Available records>

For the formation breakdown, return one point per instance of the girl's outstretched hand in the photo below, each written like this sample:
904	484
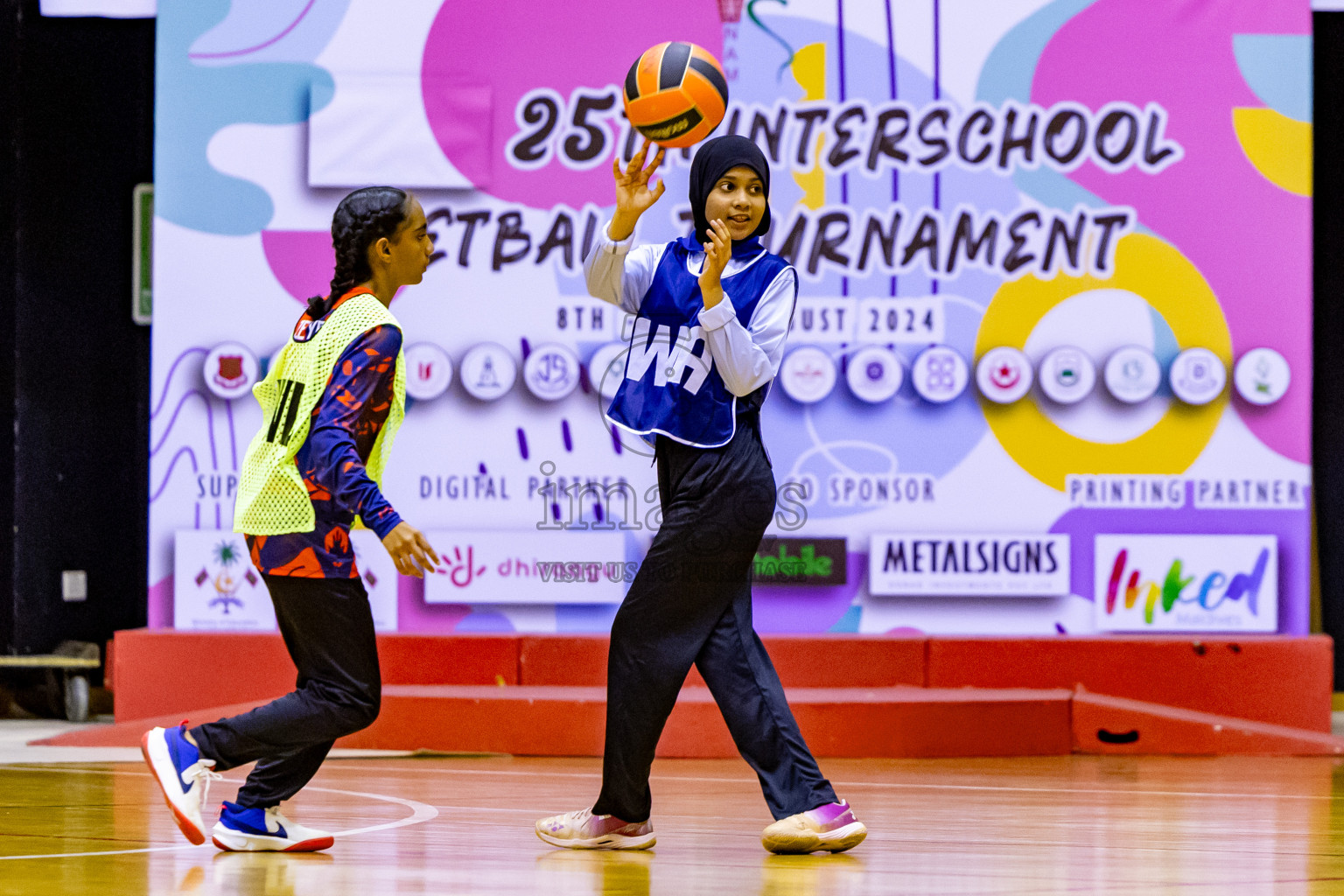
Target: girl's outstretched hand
410	551
717	254
634	193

Your task> Repeat each line of the records exactly. Do not include the pictures.

Written response>
For the formation breakdown, return one point per instance of the girl's outstretched hand in the photo below, each written like this sample:
904	484
Target: girl's outstretched hand
410	551
717	254
634	193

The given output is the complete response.